» Short problem: Put the lines of the data below into a JSON list of strings, one string per line and omitting blank lines, covering only the span from the line containing "Where can you spot the gray" through the end of the data, both included.

» Given records:

○ ○ ○ ○ ○

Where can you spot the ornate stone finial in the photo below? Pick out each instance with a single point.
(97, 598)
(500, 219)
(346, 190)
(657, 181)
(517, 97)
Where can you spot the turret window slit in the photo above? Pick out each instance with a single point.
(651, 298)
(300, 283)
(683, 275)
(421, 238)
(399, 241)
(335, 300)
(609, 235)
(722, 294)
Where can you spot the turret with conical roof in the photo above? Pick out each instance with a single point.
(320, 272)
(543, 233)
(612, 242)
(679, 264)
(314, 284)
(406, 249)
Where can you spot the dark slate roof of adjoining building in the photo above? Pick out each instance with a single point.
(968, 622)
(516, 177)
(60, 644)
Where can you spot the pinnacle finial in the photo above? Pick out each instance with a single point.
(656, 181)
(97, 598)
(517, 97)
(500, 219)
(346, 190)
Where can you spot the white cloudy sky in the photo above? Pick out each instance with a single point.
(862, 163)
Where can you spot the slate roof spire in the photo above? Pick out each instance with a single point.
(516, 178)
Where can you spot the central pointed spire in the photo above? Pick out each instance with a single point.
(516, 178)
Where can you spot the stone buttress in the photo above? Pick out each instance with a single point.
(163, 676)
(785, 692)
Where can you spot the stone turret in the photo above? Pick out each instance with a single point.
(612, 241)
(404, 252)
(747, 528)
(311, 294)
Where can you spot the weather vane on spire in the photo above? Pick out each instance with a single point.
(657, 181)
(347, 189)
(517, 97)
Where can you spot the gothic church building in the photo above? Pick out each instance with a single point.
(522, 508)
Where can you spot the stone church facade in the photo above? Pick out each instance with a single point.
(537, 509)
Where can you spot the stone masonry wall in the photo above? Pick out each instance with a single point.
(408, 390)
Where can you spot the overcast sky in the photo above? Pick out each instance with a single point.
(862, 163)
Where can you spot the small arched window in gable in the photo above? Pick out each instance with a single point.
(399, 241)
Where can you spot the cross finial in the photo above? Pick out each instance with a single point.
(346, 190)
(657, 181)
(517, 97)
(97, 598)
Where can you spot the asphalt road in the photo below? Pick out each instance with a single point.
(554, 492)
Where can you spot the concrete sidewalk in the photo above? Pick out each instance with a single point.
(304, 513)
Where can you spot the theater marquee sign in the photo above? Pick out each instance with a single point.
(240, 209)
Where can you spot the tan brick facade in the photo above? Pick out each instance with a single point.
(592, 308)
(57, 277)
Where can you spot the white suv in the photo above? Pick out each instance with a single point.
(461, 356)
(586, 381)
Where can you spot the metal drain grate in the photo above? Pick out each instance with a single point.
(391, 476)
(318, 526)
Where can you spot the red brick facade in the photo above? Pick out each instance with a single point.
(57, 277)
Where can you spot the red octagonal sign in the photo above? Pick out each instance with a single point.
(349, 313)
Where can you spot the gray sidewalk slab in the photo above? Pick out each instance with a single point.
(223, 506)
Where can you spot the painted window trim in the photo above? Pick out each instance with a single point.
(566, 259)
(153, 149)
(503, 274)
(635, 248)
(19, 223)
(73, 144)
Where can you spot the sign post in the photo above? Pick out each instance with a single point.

○ ○ ○ ○ ○

» Exercise output:
[
  "Where can you spot the gray sidewalk slab in the photo above? Pick out each instance with a single point.",
  "(223, 506)",
  "Where can you spot the painted window trim in the photo above? Pick out each instance with a single point.",
  "(566, 259)",
  "(153, 149)",
  "(503, 274)",
  "(635, 248)",
  "(19, 223)",
  "(73, 144)",
  "Where can you spot the sign post in the photo above? Pick out each instance with a single point."
]